**Written instruction**. Reproduce every one of the records below verbatim, line for line.

**Records shown**.
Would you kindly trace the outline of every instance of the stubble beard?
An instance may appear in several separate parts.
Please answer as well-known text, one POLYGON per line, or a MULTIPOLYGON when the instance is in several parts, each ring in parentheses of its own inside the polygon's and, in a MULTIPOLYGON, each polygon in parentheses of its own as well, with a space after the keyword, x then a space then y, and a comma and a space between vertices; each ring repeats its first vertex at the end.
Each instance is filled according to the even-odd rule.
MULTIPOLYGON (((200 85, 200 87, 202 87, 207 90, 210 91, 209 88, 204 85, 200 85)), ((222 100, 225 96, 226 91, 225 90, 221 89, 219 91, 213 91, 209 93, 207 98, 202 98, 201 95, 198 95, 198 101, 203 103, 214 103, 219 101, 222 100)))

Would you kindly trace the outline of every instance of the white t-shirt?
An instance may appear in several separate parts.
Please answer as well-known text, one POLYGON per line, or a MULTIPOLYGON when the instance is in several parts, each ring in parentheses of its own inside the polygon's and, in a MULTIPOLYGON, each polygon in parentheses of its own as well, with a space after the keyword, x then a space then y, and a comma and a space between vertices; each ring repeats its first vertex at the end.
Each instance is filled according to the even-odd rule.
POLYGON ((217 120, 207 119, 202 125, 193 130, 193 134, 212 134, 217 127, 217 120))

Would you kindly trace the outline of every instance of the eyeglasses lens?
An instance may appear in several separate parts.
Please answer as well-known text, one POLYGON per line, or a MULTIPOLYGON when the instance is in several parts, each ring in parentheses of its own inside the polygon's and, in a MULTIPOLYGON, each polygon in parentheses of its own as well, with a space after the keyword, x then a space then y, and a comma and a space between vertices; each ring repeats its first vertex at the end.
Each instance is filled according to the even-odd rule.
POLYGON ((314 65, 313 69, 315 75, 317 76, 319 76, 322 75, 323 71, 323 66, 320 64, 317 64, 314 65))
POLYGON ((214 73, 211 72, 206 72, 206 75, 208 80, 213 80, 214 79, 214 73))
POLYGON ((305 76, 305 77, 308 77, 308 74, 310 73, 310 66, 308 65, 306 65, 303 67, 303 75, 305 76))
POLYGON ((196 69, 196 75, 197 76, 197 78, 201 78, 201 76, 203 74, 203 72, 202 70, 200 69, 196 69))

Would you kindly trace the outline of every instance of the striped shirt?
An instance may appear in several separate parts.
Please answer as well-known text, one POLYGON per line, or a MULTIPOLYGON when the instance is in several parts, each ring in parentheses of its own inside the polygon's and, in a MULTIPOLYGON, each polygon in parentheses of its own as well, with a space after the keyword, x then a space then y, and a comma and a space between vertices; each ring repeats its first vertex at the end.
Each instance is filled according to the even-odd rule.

**Result for this task**.
Would you kindly trace the outline of every instance of the stubble beard?
An instance may appear in several separate parts.
Please answer as well-known text, one POLYGON per line, or a MULTIPOLYGON when the instance is in several parts, each ring in parentheses of its own inside the polygon's and, in a MULTIPOLYGON, each polygon in parentheses of its own as well, with a space after the keyword, x then a space then y, and a comma and a space between vertices; each ring repeats its first vertex at the end.
Each instance is filled according to the even-odd rule.
MULTIPOLYGON (((200 85, 200 87, 202 87, 207 90, 210 91, 209 88, 204 85, 200 85)), ((222 100, 225 96, 226 91, 225 90, 221 89, 219 91, 213 91, 209 93, 207 98, 202 98, 201 95, 198 95, 198 101, 203 103, 214 103, 219 101, 222 100)))

Would you kindly trace the outline of every instance of the white t-shirt?
An instance may appear in several separate parts.
Please answer as well-known text, one POLYGON per line, or a MULTIPOLYGON when the instance is in several parts, each ring in parentheses of its own inside the polygon's and, in a MULTIPOLYGON, each polygon in parentheses of its own as well, with a space after the keyword, x then a space then y, and a comma and a space between vertices; each ring repeats its first vertex at the end.
Each instance is filled according to the even-odd rule.
POLYGON ((217 120, 207 119, 202 125, 193 130, 193 134, 212 134, 217 127, 217 120))

Would you kindly trace the outline of every instance of the eyeglasses lens?
An instance may appear in several separate parts.
Please answer as well-known text, one POLYGON per line, or a MULTIPOLYGON when the instance is in several parts, each ring in parentheses of its own inside the polygon's and, in a MULTIPOLYGON, each polygon in parentheses of its own as well, with a space after the keyword, x then a space then y, and a comma and a space between vertices; each ring repeats its first vertex at the end.
Each instance is filled according to the even-odd rule.
POLYGON ((314 65, 313 69, 315 75, 317 76, 319 76, 322 75, 323 71, 323 66, 320 64, 317 64, 314 65))
POLYGON ((214 73, 211 72, 206 72, 206 75, 208 80, 213 80, 214 79, 214 73))
POLYGON ((305 76, 305 77, 308 77, 308 74, 310 73, 310 66, 308 65, 306 65, 303 67, 303 75, 305 76))
POLYGON ((196 69, 196 75, 197 76, 197 78, 201 78, 201 76, 203 74, 203 72, 202 70, 200 69, 196 69))

Would you kindly trace the outline of every instance of the striped shirt?
An instance may appear in several separate parts.
Please answer as well-known text, one POLYGON per line, or a MULTIPOLYGON when the instance is in several parts, each ring in parentheses of its own inside the polygon's and, in a MULTIPOLYGON, each polygon in parentheses of its own as well, with a space after the keyword, x then a space then y, and a comma and a space between vertices; each ring repeats its first vertex at the end.
Each instance is filled according to the even-odd rule.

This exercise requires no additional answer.